_Direction_
Can you write out all of the rows below word for word, leaving out the pictures?

Bounding box annotation entries:
--- Start ---

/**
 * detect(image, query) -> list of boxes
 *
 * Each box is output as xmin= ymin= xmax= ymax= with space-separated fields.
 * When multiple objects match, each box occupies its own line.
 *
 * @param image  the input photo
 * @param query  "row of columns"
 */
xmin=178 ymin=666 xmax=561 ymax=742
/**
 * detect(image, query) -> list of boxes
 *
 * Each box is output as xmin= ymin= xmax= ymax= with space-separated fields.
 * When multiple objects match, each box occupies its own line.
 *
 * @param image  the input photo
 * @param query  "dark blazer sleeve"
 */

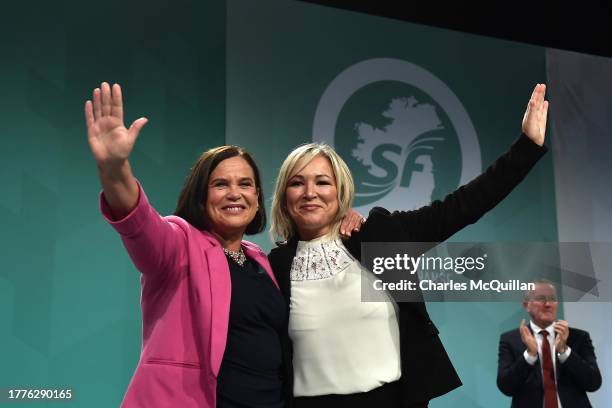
xmin=557 ymin=328 xmax=601 ymax=392
xmin=497 ymin=329 xmax=539 ymax=397
xmin=362 ymin=134 xmax=547 ymax=242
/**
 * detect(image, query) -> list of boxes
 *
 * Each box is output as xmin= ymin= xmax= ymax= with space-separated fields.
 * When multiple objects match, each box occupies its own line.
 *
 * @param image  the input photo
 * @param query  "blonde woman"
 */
xmin=269 ymin=84 xmax=548 ymax=408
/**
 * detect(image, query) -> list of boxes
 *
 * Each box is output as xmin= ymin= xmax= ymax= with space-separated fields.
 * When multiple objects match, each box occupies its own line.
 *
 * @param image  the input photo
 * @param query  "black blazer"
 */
xmin=269 ymin=135 xmax=546 ymax=405
xmin=497 ymin=327 xmax=601 ymax=408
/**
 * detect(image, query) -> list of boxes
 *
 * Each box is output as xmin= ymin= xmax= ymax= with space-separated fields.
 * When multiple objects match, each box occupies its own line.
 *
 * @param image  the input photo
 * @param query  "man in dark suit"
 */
xmin=497 ymin=280 xmax=601 ymax=408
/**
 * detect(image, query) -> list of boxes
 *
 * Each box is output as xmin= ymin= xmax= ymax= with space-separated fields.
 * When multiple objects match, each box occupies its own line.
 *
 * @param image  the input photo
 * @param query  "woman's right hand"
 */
xmin=85 ymin=82 xmax=148 ymax=175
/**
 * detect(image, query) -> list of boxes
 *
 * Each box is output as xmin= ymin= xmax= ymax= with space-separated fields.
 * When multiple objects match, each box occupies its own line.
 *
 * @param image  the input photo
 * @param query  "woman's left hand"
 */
xmin=522 ymin=84 xmax=548 ymax=146
xmin=340 ymin=208 xmax=366 ymax=237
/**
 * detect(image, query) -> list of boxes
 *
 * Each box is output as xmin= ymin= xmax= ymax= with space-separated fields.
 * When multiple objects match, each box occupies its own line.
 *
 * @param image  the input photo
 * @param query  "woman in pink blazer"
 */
xmin=85 ymin=83 xmax=287 ymax=408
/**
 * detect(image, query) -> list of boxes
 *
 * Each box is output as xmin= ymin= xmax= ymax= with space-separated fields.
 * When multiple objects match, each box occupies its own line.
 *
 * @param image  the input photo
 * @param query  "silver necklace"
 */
xmin=223 ymin=247 xmax=246 ymax=266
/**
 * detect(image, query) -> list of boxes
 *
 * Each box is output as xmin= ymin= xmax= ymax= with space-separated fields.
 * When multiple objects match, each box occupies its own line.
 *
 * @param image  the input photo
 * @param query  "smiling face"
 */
xmin=523 ymin=282 xmax=558 ymax=329
xmin=206 ymin=156 xmax=259 ymax=239
xmin=286 ymin=156 xmax=339 ymax=241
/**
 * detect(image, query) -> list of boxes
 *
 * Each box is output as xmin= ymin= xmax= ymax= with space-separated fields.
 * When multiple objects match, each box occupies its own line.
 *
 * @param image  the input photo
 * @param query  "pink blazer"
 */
xmin=100 ymin=188 xmax=278 ymax=408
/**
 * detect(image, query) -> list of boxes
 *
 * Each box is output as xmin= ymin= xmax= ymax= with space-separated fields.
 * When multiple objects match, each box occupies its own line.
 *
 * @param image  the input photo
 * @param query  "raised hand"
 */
xmin=522 ymin=84 xmax=548 ymax=146
xmin=85 ymin=82 xmax=147 ymax=171
xmin=340 ymin=208 xmax=366 ymax=237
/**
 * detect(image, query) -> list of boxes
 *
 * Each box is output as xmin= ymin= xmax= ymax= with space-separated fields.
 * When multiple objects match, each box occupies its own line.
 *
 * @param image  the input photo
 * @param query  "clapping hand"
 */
xmin=519 ymin=319 xmax=538 ymax=356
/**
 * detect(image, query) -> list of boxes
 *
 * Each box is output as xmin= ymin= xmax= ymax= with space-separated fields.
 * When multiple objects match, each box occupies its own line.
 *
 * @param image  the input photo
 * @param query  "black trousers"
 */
xmin=293 ymin=381 xmax=429 ymax=408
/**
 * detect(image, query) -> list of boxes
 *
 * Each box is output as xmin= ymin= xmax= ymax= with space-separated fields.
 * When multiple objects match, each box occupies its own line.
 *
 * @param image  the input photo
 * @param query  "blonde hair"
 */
xmin=270 ymin=143 xmax=355 ymax=241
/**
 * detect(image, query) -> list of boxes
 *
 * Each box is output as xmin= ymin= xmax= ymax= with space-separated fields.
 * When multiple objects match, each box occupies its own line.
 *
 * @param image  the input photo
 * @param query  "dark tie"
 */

--- End ---

_Response to this task_
/**
 * detect(image, query) -> list of boxes
 *
 * Each box is output as xmin= ymin= xmax= ymax= with space-separated fields.
 * When multiple objects match, each box occupies its own line.
 *
 * @param image  the input photo
 * @param query  "row of columns"
 */
xmin=178 ymin=666 xmax=561 ymax=742
/**
 * detect(image, query) -> list of boxes
 *
 * Each box is output as xmin= ymin= xmax= ymax= with space-separated fields.
 * When multiple objects match, each box occupies its own line.
 *
 * @param image  the input photo
 * @param query  "dark blazer sleeve"
 */

xmin=557 ymin=328 xmax=601 ymax=392
xmin=497 ymin=329 xmax=539 ymax=397
xmin=362 ymin=134 xmax=547 ymax=242
/**
 * detect(image, query) -> list of boxes
 *
 * Each box is output as xmin= ymin= xmax= ymax= with space-separated fields.
 * When multiple objects match, each box occupies its own line.
 *
 * @param image  the input photo
 * @param query  "blonde woman"
 */
xmin=269 ymin=84 xmax=548 ymax=408
/**
 * detect(image, query) -> list of boxes
 *
 * Each box is output as xmin= ymin= xmax= ymax= with space-separated fields.
 * When multiple objects match, each box occupies its own line.
 *
 * @param image  the input photo
 * @param query  "black blazer"
 */
xmin=269 ymin=135 xmax=546 ymax=405
xmin=497 ymin=327 xmax=601 ymax=408
/**
 * detect(image, query) -> list of boxes
 *
 * Each box is output as xmin= ymin= xmax= ymax= with space-separated fields.
 * When multiple objects match, each box occupies its own line.
 *
 * @param image  the input photo
 * @param query  "man in dark suit"
 */
xmin=497 ymin=280 xmax=601 ymax=408
/**
 * detect(image, query) -> list of boxes
 *
 * Each box is output as xmin= ymin= xmax= ymax= with space-separated fields.
 * When multiple objects match, each box occupies its own line.
 *
 * @param image  the input photo
 * @param query  "woman's right hand"
 */
xmin=85 ymin=82 xmax=148 ymax=175
/**
 * detect(image, query) -> list of boxes
 *
 * Each box is output as xmin= ymin= xmax= ymax= with space-separated fields.
 * When multiple objects match, each box occupies its own line.
 *
 * @param image  the input photo
 * @param query  "woman's left hand"
 */
xmin=522 ymin=84 xmax=548 ymax=146
xmin=340 ymin=208 xmax=366 ymax=237
/**
 * detect(image, query) -> list of boxes
 *
 * Each box is output as xmin= ymin= xmax= ymax= with space-separated fields.
 * When multiple objects match, each box occupies its own line.
 *
 * @param image  the input photo
 * @param query  "woman in pink blazer"
 */
xmin=85 ymin=83 xmax=287 ymax=408
/**
 * detect(image, query) -> list of boxes
 *
 * Each box is output as xmin= ymin= xmax= ymax= with space-separated fields.
 * When multiple objects match, each box occupies its own line.
 *
 * @param image  the input photo
 * @param query  "silver necklace"
 */
xmin=223 ymin=247 xmax=246 ymax=266
/**
 * detect(image, query) -> list of boxes
 *
 * Each box is output as xmin= ymin= xmax= ymax= with space-separated fields.
 * When multiple objects match, each box occupies its own line.
 *
 * @param image  the input photo
 * @param query  "smiling face"
 */
xmin=523 ymin=282 xmax=558 ymax=329
xmin=206 ymin=156 xmax=259 ymax=239
xmin=286 ymin=156 xmax=339 ymax=241
/**
 * detect(image, query) -> list of boxes
 *
 * Each box is output as xmin= ymin= xmax= ymax= with space-separated fields.
 * When multiple objects match, each box occupies its own line.
 *
 * @param image  the input photo
 * @param query  "pink blazer"
 */
xmin=100 ymin=188 xmax=278 ymax=408
/**
 * detect(image, query) -> list of boxes
 *
 * Each box is output as xmin= ymin= xmax= ymax= with space-separated fields.
 * When multiple objects match, each box occupies its own line.
 *
 * @param image  the input photo
 * @param query  "raised hand"
 */
xmin=522 ymin=84 xmax=548 ymax=146
xmin=85 ymin=82 xmax=147 ymax=171
xmin=340 ymin=208 xmax=366 ymax=237
/**
 * detect(image, query) -> list of boxes
 *
 * Each box is output as xmin= ymin= xmax= ymax= with space-separated fields.
 * When multiple objects match, each box occupies its own line.
 *
 * @param image  the input photo
 * @param query  "clapping hand"
 */
xmin=519 ymin=319 xmax=538 ymax=356
/**
 * detect(image, query) -> list of boxes
 *
 * Each box is output as xmin= ymin= xmax= ymax= with space-separated fields.
 * When multiple objects match, each box occupies its own line.
 *
 * @param image  the input photo
 * @param query  "black trousers"
 */
xmin=293 ymin=381 xmax=429 ymax=408
/**
 * detect(image, query) -> list of boxes
 *
 * Each box is output as xmin= ymin= xmax= ymax= with space-separated fields.
 * When multiple objects match, each box occupies its own line.
 *
 * @param image  the input photo
 * @param query  "blonde hair"
 */
xmin=270 ymin=143 xmax=355 ymax=241
/**
 * detect(image, query) -> list of boxes
 *
 * Each box is output as xmin= ymin= xmax= ymax= with space-separated fields.
 * When multiple objects match, each box occupies its own line.
 *
 * @param image  the input photo
 * @param query  "dark tie"
 */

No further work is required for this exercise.